── Records for the task

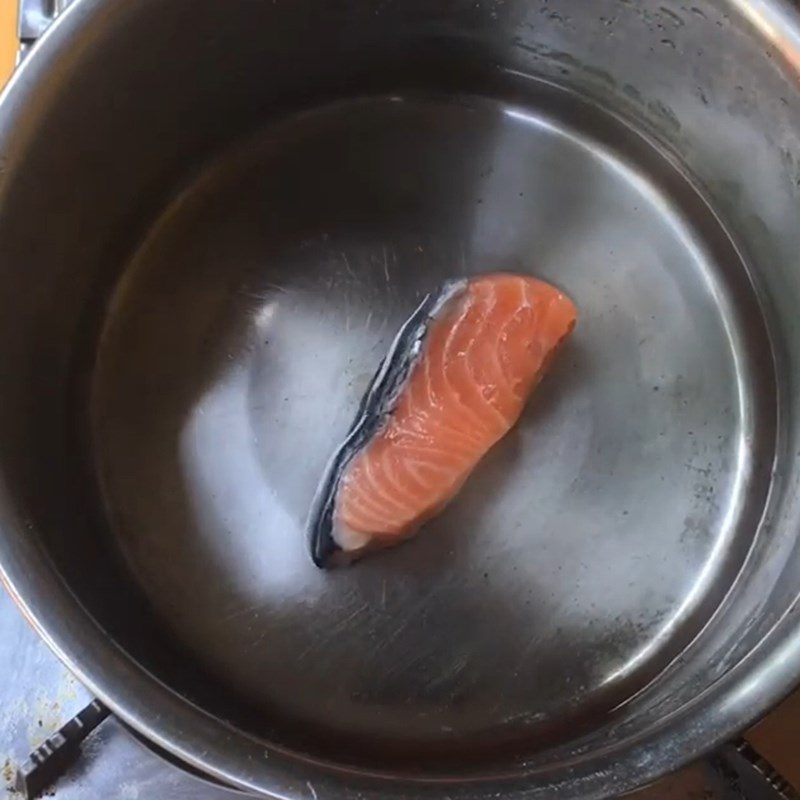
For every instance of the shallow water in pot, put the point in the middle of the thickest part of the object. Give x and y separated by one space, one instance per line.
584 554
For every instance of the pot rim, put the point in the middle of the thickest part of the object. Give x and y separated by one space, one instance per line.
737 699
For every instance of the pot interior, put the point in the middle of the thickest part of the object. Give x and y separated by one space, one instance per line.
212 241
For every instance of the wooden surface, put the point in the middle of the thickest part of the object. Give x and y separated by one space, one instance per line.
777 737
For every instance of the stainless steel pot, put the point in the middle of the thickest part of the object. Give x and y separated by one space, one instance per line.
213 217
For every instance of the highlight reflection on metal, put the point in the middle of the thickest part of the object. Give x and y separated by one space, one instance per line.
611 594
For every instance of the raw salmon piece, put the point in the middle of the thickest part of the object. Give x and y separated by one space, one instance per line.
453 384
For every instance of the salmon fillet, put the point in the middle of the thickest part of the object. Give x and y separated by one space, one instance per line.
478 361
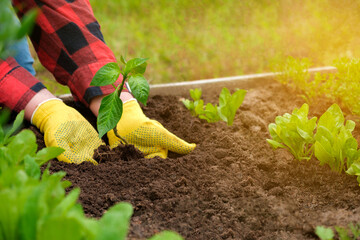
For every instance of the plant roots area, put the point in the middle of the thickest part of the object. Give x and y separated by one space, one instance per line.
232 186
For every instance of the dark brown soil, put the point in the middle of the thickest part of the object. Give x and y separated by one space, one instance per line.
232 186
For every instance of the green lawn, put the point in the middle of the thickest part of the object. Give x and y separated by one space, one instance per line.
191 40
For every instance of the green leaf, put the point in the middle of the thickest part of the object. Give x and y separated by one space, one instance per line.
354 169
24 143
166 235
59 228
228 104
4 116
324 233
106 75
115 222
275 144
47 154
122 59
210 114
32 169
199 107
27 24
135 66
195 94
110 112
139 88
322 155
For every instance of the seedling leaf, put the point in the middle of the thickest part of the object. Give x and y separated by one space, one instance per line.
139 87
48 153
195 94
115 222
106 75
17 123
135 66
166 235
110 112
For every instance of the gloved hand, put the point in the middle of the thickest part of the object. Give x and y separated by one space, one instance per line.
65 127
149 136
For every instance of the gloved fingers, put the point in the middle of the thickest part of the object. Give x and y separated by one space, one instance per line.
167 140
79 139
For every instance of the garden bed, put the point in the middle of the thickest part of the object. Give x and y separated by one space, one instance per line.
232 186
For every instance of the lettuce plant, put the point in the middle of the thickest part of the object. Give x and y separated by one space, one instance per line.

────

#### Your objective
Return the preceding entries verbatim, with the pictures excluded.

#### Task result
For every instance of the shallow water in pot, put the point in the middle of the thickest part of the object. Give x and y separated by one space, one instance per line.
584 554
For every instance of the pot rim, put the point in the middle of the thickest part of the object. Give x and y separated by one space, one instance per line.
737 699
For every instance of the pot interior, put the point in the middle of the thickest part of the object. Give x and y separated by one space, one instance per line.
212 241
For every instance of the wooden surface, put the point in the middle of the thickest part of the object. Give x and y separated by one space, one instance per line.
777 737
For every instance of the stainless steel pot, put the point in the middle of the thickest part of the object. Give x and y separated by one space, one instance per line.
213 217
For every instance of the highlight reflection on metal, put the point in the middle of the thickest part of the object. Give x and y separated by one space, one instance per line.
611 594
For every instance of the raw salmon piece, put the point in the middle of the thickest part of the object. Give x and y separated by one space, one instance per line.
453 384
For every instance of the salmon fillet, put the point in the middle of the thickest part of the object. Give x and y separated by one space, one instance per line.
478 361
For every instance of the plant roots area, put the point in the middle of the thickest part of the object. Give x and y separated by one space, one instance per line.
232 186
For every instance of the dark brown soil, put the point in the middle of the thickest part of the object. Give x and y separated by one space, one instance per line.
232 186
For every instance of the green lawn, put the point in the middle of the thickest part of the object. Give x and y separated by one space, one instance per line.
191 40
For every instance of the green leaf, put the point in the middle of the thickest part of the object. Give x and y separated by one space, one instance per line.
354 169
24 143
166 235
59 228
228 104
4 116
324 233
106 75
115 222
275 144
47 154
122 59
210 114
32 169
199 107
27 24
135 66
195 94
110 112
139 88
322 155
For every instance of the seedling leaf, put the point in the middle of the thickest part of the object. Give x and y separated by one space, one instance per line.
139 87
48 153
195 94
115 222
106 75
17 123
135 66
166 235
110 112
For every instance of the gloved hand, put the point in the middle of the thickest part of the object. Give x and y separated by one space, one instance per line.
65 127
149 136
For every instance of the gloved fingers, put the point in the middle of the thickest part of the object. Give x and y separated by one space, one instance per line.
167 140
79 139
For every instance of the garden bed, put the point in the middle of the thickest part of the object. Give x and y separated by one space, one instance per line.
232 186
For every instance of the lettuce plant, put the point in the middle of the thickest part of the object. Give x and y separated by one space, one instance per line.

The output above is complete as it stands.